--- begin ---
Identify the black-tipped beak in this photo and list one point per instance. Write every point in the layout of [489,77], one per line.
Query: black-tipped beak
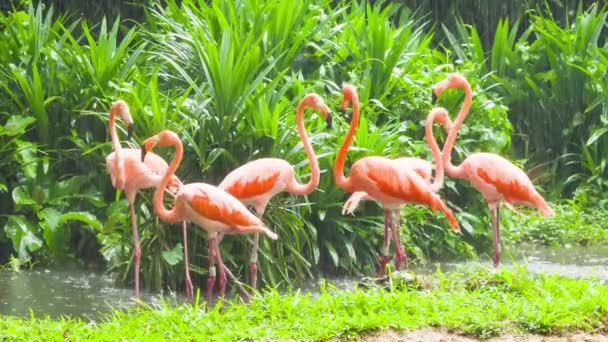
[143,153]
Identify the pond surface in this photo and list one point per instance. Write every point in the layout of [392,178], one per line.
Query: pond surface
[573,262]
[90,294]
[86,294]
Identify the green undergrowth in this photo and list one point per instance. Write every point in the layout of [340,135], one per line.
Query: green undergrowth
[480,303]
[575,223]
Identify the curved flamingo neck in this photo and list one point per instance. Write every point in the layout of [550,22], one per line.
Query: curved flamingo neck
[119,164]
[430,140]
[457,171]
[315,173]
[340,179]
[174,214]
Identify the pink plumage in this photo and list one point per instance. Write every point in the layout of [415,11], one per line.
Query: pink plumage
[387,181]
[130,174]
[496,178]
[209,207]
[257,181]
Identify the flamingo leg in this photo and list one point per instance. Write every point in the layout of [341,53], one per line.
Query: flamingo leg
[253,261]
[189,289]
[221,270]
[211,278]
[400,256]
[136,248]
[495,217]
[386,245]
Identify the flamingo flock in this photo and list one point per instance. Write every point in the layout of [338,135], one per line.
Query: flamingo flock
[222,209]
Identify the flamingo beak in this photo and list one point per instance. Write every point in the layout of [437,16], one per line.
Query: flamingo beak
[143,152]
[129,130]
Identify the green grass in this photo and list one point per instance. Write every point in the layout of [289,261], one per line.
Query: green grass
[574,223]
[481,303]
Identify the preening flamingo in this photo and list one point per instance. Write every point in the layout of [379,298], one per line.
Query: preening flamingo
[383,179]
[208,206]
[421,167]
[256,182]
[130,174]
[495,177]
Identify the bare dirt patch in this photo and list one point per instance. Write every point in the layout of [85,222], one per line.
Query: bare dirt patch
[443,335]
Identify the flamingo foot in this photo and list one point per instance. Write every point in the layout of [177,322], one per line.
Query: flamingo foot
[136,260]
[210,284]
[188,287]
[383,262]
[400,258]
[222,281]
[253,274]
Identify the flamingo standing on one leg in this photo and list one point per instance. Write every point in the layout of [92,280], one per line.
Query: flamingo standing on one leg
[130,174]
[208,206]
[256,182]
[383,179]
[421,167]
[495,177]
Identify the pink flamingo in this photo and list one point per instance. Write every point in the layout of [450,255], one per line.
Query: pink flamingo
[128,173]
[495,177]
[418,165]
[256,182]
[208,206]
[384,180]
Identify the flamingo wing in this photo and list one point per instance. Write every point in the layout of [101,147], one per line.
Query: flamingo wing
[221,210]
[256,178]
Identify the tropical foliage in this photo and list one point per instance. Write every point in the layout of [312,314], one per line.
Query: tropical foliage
[227,75]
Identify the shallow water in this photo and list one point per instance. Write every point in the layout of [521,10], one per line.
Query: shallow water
[573,262]
[73,293]
[88,294]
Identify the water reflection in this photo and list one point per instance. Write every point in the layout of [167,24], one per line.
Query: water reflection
[90,294]
[65,292]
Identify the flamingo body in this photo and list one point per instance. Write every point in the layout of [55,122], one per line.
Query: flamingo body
[217,211]
[256,182]
[422,167]
[210,207]
[498,180]
[129,173]
[387,182]
[139,175]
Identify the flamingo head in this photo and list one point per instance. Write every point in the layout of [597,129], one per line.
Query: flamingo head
[452,81]
[349,95]
[163,138]
[441,116]
[121,108]
[316,102]
[174,185]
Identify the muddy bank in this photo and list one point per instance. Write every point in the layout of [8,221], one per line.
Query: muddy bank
[444,335]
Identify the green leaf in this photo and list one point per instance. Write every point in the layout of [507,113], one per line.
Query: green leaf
[54,238]
[332,252]
[28,158]
[173,256]
[21,234]
[84,217]
[17,124]
[22,197]
[596,135]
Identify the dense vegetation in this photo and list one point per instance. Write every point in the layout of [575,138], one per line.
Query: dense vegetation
[474,303]
[227,76]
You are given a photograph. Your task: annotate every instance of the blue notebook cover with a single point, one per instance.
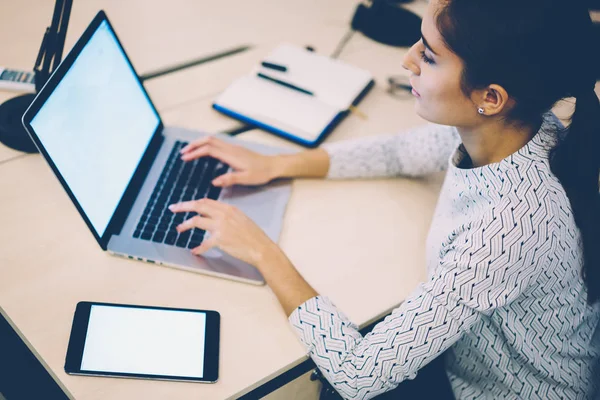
(290, 136)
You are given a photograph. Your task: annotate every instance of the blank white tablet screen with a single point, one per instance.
(145, 341)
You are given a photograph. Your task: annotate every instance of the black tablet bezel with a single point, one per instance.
(79, 332)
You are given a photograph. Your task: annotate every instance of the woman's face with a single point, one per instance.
(435, 77)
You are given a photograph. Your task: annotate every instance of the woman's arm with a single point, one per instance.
(474, 278)
(413, 153)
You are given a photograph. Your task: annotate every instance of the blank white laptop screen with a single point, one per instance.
(96, 126)
(145, 341)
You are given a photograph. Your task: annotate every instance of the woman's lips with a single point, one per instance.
(414, 92)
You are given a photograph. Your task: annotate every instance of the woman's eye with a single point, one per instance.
(426, 59)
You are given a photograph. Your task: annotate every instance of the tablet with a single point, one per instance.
(131, 341)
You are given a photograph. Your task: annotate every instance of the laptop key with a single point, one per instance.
(214, 192)
(183, 239)
(158, 237)
(171, 238)
(146, 235)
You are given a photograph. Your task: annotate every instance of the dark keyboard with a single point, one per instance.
(179, 181)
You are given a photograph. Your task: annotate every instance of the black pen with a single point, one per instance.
(276, 67)
(288, 85)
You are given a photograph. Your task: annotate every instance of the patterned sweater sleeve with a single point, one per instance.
(474, 277)
(414, 153)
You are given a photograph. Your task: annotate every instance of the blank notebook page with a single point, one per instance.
(280, 107)
(332, 81)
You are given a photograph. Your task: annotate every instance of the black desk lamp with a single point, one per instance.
(12, 132)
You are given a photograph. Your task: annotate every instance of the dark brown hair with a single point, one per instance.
(540, 52)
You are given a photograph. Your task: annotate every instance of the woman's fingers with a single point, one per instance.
(229, 179)
(201, 142)
(205, 207)
(209, 150)
(205, 246)
(197, 221)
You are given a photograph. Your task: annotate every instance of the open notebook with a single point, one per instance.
(300, 117)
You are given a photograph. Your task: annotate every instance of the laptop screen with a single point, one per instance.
(96, 125)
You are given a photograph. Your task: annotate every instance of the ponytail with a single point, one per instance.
(576, 162)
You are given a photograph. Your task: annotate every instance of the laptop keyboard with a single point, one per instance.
(179, 181)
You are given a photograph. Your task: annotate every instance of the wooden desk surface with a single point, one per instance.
(164, 34)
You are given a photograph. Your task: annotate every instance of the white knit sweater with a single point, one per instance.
(504, 292)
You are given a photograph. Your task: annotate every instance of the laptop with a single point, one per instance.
(97, 128)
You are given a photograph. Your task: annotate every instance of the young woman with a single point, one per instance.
(511, 297)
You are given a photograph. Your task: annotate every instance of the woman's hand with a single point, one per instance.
(230, 230)
(250, 168)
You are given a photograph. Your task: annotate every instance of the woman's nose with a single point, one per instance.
(410, 61)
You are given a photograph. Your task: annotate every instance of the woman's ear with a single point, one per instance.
(493, 99)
--- end ---
■ WHAT TO DO: Starting at the line that contains "laptop with a single point, one per instance." and continuing through the last line of the items, rewrite each line as a string in a JSON list, skipping any blank lines.

■ TASK OUTPUT:
[
  "You are given a photograph. Your task: annotate every instance of the laptop with a single point, one per instance.",
  "(97, 128)",
  "You are given a photograph. Your task: annotate every instance of the young woman with a single point, one per instance.",
  "(511, 297)",
  "You are given a photograph. Your task: annotate every instance of the woman's hand with a single point, one per instance.",
  "(230, 230)",
  "(250, 168)",
  "You are given a photograph. Your task: annotate every instance of the woman's nose with a single point, one per instance.",
  "(410, 61)",
  "You are given a photograph. Your task: annotate every instance of the woman's ear with a single point, one per instance.",
  "(493, 99)"
]